Quote every row below word for word, in the same order.

-- START --

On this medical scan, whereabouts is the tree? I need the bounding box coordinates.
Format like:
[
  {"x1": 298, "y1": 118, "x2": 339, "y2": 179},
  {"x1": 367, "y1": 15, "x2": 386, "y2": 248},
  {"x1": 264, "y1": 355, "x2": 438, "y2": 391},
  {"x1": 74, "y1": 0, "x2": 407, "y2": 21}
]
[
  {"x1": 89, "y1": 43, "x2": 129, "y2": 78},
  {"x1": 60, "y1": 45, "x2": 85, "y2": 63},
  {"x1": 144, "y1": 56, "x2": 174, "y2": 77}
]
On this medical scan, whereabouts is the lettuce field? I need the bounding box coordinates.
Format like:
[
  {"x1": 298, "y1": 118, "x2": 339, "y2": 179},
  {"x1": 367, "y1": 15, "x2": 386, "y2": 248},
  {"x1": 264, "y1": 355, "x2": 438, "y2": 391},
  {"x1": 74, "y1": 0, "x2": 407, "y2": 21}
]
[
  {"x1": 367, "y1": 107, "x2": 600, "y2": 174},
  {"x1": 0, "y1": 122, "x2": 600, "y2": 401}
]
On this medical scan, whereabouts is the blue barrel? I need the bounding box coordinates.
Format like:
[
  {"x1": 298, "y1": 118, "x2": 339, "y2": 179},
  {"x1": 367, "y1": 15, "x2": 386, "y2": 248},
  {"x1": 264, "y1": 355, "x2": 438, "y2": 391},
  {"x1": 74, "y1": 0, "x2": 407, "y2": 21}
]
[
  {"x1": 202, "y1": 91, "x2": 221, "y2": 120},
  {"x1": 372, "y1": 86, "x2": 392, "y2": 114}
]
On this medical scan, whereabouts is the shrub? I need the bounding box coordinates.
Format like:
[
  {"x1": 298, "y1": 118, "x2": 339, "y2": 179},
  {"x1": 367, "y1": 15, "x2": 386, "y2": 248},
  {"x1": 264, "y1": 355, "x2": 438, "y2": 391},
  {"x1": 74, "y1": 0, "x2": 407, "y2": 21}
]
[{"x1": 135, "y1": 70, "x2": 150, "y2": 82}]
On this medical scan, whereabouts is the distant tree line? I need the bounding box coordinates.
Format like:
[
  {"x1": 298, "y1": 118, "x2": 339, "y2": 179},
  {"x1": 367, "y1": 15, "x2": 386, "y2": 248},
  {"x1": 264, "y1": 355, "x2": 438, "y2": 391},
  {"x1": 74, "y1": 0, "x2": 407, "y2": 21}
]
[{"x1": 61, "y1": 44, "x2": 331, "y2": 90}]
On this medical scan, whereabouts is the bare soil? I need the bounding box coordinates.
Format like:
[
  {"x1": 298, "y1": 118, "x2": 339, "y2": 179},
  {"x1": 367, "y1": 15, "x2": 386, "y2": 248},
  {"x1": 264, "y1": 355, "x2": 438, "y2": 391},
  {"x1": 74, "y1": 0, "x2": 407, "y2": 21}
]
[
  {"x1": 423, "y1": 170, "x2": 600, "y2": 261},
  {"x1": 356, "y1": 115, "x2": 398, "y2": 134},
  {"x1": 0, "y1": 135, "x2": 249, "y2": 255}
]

-- END --

SOLUTION TO THIS TASK |
On this medical scan, whereabouts is the tree? I need the bounding box coordinates.
Format like:
[
  {"x1": 298, "y1": 118, "x2": 339, "y2": 179},
  {"x1": 367, "y1": 15, "x2": 386, "y2": 248},
  {"x1": 264, "y1": 355, "x2": 438, "y2": 391},
  {"x1": 74, "y1": 0, "x2": 407, "y2": 21}
]
[
  {"x1": 89, "y1": 43, "x2": 129, "y2": 78},
  {"x1": 60, "y1": 45, "x2": 85, "y2": 63},
  {"x1": 144, "y1": 56, "x2": 174, "y2": 77}
]
On this medical scan, whereabouts is the lettuce field? I need the bounding box coordinates.
Format like:
[
  {"x1": 298, "y1": 118, "x2": 339, "y2": 179},
  {"x1": 367, "y1": 15, "x2": 386, "y2": 248},
  {"x1": 264, "y1": 355, "x2": 438, "y2": 391},
  {"x1": 74, "y1": 0, "x2": 407, "y2": 21}
]
[
  {"x1": 367, "y1": 107, "x2": 600, "y2": 174},
  {"x1": 0, "y1": 122, "x2": 600, "y2": 401}
]
On this medical scan, whereabouts is the blue barrel? I need the bounding box coordinates.
Format like:
[
  {"x1": 298, "y1": 118, "x2": 339, "y2": 179},
  {"x1": 367, "y1": 15, "x2": 386, "y2": 248},
  {"x1": 264, "y1": 355, "x2": 438, "y2": 391},
  {"x1": 74, "y1": 0, "x2": 407, "y2": 21}
]
[
  {"x1": 202, "y1": 91, "x2": 221, "y2": 120},
  {"x1": 372, "y1": 86, "x2": 392, "y2": 114}
]
On this medical scan, whereabouts is the shrub? I need the bounding box coordinates.
Format like:
[
  {"x1": 298, "y1": 118, "x2": 339, "y2": 179},
  {"x1": 367, "y1": 15, "x2": 386, "y2": 248},
  {"x1": 264, "y1": 355, "x2": 438, "y2": 391},
  {"x1": 74, "y1": 0, "x2": 407, "y2": 21}
]
[{"x1": 135, "y1": 70, "x2": 150, "y2": 82}]
On this medical scan, whereabouts is the distant tree line? I need the bounding box coordinates.
Format like:
[
  {"x1": 298, "y1": 118, "x2": 339, "y2": 179},
  {"x1": 367, "y1": 15, "x2": 386, "y2": 248},
  {"x1": 264, "y1": 355, "x2": 438, "y2": 391},
  {"x1": 74, "y1": 0, "x2": 407, "y2": 21}
]
[{"x1": 61, "y1": 44, "x2": 331, "y2": 90}]
On this medical scan, whereabouts is the bare soil? I need the bounding box coordinates.
Format like:
[
  {"x1": 298, "y1": 118, "x2": 339, "y2": 179},
  {"x1": 367, "y1": 15, "x2": 386, "y2": 248},
  {"x1": 264, "y1": 355, "x2": 438, "y2": 391},
  {"x1": 74, "y1": 0, "x2": 407, "y2": 21}
]
[
  {"x1": 423, "y1": 170, "x2": 600, "y2": 261},
  {"x1": 356, "y1": 115, "x2": 398, "y2": 134},
  {"x1": 0, "y1": 135, "x2": 249, "y2": 255}
]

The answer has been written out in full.